Objective →
Copy every line of the material below word for word.

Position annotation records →
____________
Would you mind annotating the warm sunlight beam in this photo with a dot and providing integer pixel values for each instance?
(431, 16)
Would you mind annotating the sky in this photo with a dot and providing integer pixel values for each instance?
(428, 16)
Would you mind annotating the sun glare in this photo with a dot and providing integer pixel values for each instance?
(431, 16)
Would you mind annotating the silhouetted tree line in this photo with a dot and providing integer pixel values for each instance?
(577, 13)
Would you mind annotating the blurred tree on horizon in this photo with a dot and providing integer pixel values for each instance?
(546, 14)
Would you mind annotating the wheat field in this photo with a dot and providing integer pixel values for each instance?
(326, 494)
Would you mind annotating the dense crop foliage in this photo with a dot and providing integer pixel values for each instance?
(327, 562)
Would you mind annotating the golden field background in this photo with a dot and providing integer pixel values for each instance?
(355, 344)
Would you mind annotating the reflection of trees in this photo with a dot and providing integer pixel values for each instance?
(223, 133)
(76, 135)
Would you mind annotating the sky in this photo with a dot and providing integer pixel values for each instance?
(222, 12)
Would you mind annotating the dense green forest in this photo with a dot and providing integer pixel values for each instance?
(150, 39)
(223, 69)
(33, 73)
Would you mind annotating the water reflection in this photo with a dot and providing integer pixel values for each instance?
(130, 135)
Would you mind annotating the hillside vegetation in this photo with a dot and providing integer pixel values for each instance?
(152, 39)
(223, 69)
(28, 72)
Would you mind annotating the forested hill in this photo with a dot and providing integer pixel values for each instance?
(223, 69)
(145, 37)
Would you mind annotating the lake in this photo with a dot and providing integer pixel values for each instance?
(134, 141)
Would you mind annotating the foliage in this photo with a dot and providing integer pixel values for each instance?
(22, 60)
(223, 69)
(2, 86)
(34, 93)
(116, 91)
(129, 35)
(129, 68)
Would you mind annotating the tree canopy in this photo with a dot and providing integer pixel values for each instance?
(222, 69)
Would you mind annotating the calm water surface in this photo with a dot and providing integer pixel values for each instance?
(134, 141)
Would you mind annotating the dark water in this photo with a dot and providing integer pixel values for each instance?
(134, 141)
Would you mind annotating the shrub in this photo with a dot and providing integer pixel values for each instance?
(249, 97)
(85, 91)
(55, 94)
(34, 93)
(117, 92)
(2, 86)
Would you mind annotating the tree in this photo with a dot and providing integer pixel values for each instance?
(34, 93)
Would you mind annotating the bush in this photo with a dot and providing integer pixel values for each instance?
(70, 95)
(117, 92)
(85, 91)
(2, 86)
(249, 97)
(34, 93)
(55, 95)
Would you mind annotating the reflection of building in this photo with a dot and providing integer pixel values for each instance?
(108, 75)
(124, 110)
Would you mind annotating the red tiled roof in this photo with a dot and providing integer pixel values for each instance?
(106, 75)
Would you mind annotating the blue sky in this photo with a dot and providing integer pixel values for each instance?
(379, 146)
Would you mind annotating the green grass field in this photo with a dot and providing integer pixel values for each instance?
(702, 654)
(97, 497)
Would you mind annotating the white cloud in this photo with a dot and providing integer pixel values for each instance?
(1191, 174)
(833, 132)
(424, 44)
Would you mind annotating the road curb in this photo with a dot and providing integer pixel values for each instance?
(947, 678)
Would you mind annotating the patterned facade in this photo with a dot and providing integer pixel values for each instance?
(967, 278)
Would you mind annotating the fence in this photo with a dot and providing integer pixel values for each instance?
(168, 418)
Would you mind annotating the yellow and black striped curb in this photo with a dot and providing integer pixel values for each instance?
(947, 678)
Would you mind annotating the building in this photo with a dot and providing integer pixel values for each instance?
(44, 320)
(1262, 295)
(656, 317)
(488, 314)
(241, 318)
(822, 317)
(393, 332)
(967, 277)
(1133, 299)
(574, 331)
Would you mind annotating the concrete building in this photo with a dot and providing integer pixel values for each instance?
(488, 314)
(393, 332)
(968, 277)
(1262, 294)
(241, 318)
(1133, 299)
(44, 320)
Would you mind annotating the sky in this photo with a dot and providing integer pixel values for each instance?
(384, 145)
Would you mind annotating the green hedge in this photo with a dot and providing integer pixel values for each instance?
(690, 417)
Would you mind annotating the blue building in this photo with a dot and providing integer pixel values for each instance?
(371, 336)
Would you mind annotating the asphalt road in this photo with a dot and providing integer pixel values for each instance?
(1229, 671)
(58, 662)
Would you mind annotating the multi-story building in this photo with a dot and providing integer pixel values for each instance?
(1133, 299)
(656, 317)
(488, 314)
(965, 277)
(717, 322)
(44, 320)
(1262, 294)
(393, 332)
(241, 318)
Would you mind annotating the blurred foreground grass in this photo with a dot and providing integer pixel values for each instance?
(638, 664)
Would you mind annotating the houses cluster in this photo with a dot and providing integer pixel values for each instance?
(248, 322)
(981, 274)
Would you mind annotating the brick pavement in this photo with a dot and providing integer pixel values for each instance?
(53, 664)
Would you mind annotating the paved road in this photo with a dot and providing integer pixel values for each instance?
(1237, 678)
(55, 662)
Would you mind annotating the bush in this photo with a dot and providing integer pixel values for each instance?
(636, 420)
____________
Result →
Would you mind annotating the warm sunlight beam in this photo with a dot and providing integer pixel values for each instance?
(431, 16)
Would you mind annotating the sky in this photo with a dot and providing integer pixel values for each instance?
(428, 16)
Would you mind annotating the sun glare in this photo with a dot and providing integer pixel values for each instance?
(431, 16)
Would you mind annotating the silhouetted tree line in this photo with a dot and providing integer pixel values for each instance?
(577, 13)
Would you mind annotating the blurred tree on horizon in this photo with a dot and providing integer pixel values for each instance?
(546, 14)
Would you mind annotating the wheat field in this photo with a dot and providing integer pixel values for each instance?
(326, 494)
Would you mind annotating the dense crop foliage in this photo with a dot and providing integer pixel values for each instance?
(327, 562)
Would you mind annotating the golden field background in this photo with a dot and providing integer pixel values for each instance?
(355, 344)
Would you mind annotating the reflection of trees in this photo with a dot and providing integer pixel values for each instance?
(223, 133)
(76, 135)
Would you mind annotating the sky in this photo with a dot and providing integer pixel values for each instance?
(222, 12)
Would you mind annotating the dense green forest in this photo with a dot and providing integer pixel values for each instance?
(150, 39)
(223, 69)
(33, 73)
Would you mind annotating the water reflection in this photo with a dot and providing integer pixel values for each instance?
(130, 135)
Would you mind annotating the hillside vegetation in this photo with a dot and providing integer pixel values for each instance?
(152, 39)
(223, 69)
(28, 72)
Would you mind annotating the forested hill in this photo with a dot and providing integer pixel values for each instance?
(223, 69)
(145, 37)
Would you mind annotating the lake in this photo with a dot and providing integer pixel values for each instance?
(134, 141)
Would you mind annotating the foliage in this photo with a dot and providing integer pixel values for each instance?
(22, 60)
(223, 69)
(2, 86)
(34, 93)
(116, 91)
(129, 35)
(129, 68)
Would you mind annotating the tree canopy in this photo with a dot and providing integer pixel values for each instance?
(222, 69)
Would you mind annotating the calm water surface in this photo with a dot and providing integer pixel values for each instance?
(134, 141)
Would you mind annotating the dark water in this photo with a dot and providing integer pixel values for each instance?
(134, 141)
Would you mind annotating the shrub in this photo with a dot and providing integer pixel values for each instance?
(249, 97)
(85, 91)
(55, 94)
(34, 93)
(117, 92)
(2, 86)
Would you mind annotating the tree in this photo with a dot and providing integer pixel values for each instance?
(34, 93)
Would you mind annotating the bush in this photo with a dot and providing integer pixel values for each instance?
(70, 95)
(117, 92)
(85, 91)
(2, 86)
(249, 97)
(34, 93)
(55, 95)
Would you mind annotating the reflection of building in this photo with a dot and providing integer pixel values for each instance?
(108, 75)
(124, 110)
Would you mind annotating the red tiled roof in this photo with a dot and providing integer pixel values for each instance?
(106, 75)
Would you mind annotating the blue sky in this photo with a dot and providing integer pixel values for each instance?
(379, 146)
Would you mind annotating the green grass field in this photo with a dot and providing integer pixel values for each instance?
(702, 654)
(97, 497)
Would you mind annotating the white cloud in this photo with a dot and providing integer pixel values for each instance?
(1191, 174)
(833, 132)
(424, 44)
Would you mind annotating the road curb in this photo with a dot and providing integer pixel values for each instance?
(947, 678)
Would you mind annotating the patterned facade in this photo with a dot and providing integer pixel values for each instance?
(967, 278)
Would you mind annotating the fence in this photo with a dot and providing integer pixel values for each instance?
(168, 418)
Would you mind annotating the yellow and black striped curb in this photo with a dot and providing integer pixel values for each instance?
(947, 678)
Would you mind annotating the building in this photo with a dot and providing integer pixel values for each instance?
(44, 320)
(1262, 295)
(656, 317)
(488, 314)
(241, 318)
(822, 317)
(393, 332)
(967, 277)
(1133, 299)
(574, 331)
Would you mind annotating the concrete building in this photo with a dot and providing integer pixel values for each instance?
(488, 314)
(393, 332)
(968, 277)
(1262, 294)
(241, 318)
(1133, 299)
(44, 320)
Would you mind annotating the sky in this photo with a dot and providing integer pixel values for each instance?
(384, 145)
Would you mind annotating the green hedge in this photo with a dot and providing integer pixel values for each instance?
(690, 417)
Would you mind annotating the blue building in this photo with a dot and providing integer pixel values for each instance?
(371, 336)
Would you mind annotating the asphalt road in this photo with a dot and providing integer pixel values for each instance?
(1229, 671)
(58, 662)
Would you mind annotating the multi-story building in this photo with a dot and providing integer pixel values for each instance?
(1133, 299)
(656, 317)
(488, 314)
(965, 277)
(717, 322)
(44, 320)
(1262, 294)
(393, 332)
(241, 318)
Would you mind annotating the blurred foreground grass in this photo with a dot and providing integer pixel values for each instance?
(638, 664)
Would you mind annotating the houses cluster in this photo with a dot and providing integer pixel values for each instance?
(248, 322)
(981, 274)
Would you mind annotating the brick pavement in this photo with a dot and providing integer pixel values for each instance?
(53, 664)
Would you mind annotating the paved road in this photo with a dot and providing integer pixel values for each instance?
(1237, 678)
(55, 662)
Would you mind annotating the bush in this photo with a dot and providing integer pixel values for each instance?
(636, 420)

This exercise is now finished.